§ **DIRECTIONS**: Could you copy out each of the lines below word for word, leaving nothing out and changing nothing?

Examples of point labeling
** begin **

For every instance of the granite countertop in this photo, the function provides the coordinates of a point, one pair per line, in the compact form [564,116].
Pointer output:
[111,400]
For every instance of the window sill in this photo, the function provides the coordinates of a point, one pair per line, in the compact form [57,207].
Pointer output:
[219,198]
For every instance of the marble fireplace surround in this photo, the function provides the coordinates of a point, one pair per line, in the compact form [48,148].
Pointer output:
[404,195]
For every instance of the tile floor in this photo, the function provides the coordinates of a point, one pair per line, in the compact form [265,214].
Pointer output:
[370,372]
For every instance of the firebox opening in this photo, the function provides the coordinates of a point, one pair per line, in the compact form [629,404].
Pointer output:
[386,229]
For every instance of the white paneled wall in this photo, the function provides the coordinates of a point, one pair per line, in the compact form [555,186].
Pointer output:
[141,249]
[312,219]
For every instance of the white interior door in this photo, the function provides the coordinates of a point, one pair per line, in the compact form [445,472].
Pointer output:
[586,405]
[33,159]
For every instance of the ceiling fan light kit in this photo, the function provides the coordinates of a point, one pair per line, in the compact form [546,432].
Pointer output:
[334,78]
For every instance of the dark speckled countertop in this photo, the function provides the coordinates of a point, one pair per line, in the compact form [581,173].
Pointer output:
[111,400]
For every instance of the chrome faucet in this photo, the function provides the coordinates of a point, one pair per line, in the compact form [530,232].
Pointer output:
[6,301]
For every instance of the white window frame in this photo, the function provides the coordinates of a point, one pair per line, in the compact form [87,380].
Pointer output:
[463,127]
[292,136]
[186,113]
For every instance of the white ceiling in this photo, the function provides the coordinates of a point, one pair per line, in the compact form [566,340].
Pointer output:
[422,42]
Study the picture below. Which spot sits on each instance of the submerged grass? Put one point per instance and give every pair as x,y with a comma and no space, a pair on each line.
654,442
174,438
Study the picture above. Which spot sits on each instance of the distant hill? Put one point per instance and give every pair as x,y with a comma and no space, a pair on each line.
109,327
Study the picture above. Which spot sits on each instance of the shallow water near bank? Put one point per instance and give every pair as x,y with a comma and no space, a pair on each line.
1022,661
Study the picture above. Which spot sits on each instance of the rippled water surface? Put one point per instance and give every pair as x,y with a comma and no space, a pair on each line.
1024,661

** end **

§ **EXERCISE SOLUTION**:
For every instance of the granite countertop in this photo, the function provides the coordinates of a point, one pair per line, in the compact form [564,116].
Pointer output:
[111,400]
For every instance of the window sill in this photo, the function provides the coordinates of a point, one pair per line, in the compact form [57,207].
Pointer output:
[219,198]
For every instance of the marble fireplace surround in this photo, the function provides the coordinates of a point, one pair per line, in the compact form [48,148].
Pointer output:
[404,195]
For every instance of the tile floor in this photo, the function provides the coordinates of a point, one pair per line, in the compact form [265,214].
Pointer output:
[370,372]
For every instance of the firebox opening in this photo, the function provides the coordinates of a point, one pair per line, in the compact form [629,404].
Pointer output:
[386,229]
For every instance of the white paneled wall in this photo, the function provides the coordinates of a point, one pair per line, in the compact form [555,186].
Pointer output:
[141,249]
[312,219]
For every instance of the white interior door in this photo, the function provides the coordinates of a point, one pair per line, in the compact form [445,472].
Pointer output:
[586,405]
[33,159]
For every instance of the ceiling fan light kit in this photo, the function provides the coordinates of a point, one pair per line, in the compact form [546,432].
Pointer output:
[334,78]
For every instance of the dark speckled countertop in this photo, the function provides the coordinates of a point, one pair per line, in the compact form [581,173].
Pointer output:
[111,400]
For every instance of the chrome faucet in this photo, the function provides the coordinates of a point, one pair per line, in the compact form [530,232].
Pointer output:
[6,301]
For every instance of the white window frame in this photo, the function provides the coordinates of a point, one pair per line, in the compact form [87,380].
Pointer output:
[463,127]
[292,136]
[186,113]
For every instance of the white ceiling in this photo, the function provides the coordinates of a point, one pair per line, in the compact form [566,340].
Pointer output:
[422,42]
Study the picture below. Which spot sits on each instance of the submerged grass? Put one point per instance and give every pair as x,y with a comma and no space, a pair on each line.
654,442
174,438
Study the picture above. Which spot sits on each instance of the distant hill? Put one point per instance and give every pair as x,y with a comma and no space, a pair on each line.
109,327
Study the picture above. Which spot sits on each instance of the shallow water near bank? Put one point per instance and give every pair as x,y with a comma and no space, a pair on each line.
1022,661
Study the picture above. Which spot sits on each instance of the rippled water surface? Put one point per instance and give every pair as x,y with a comma and no space, a pair on each line.
1024,661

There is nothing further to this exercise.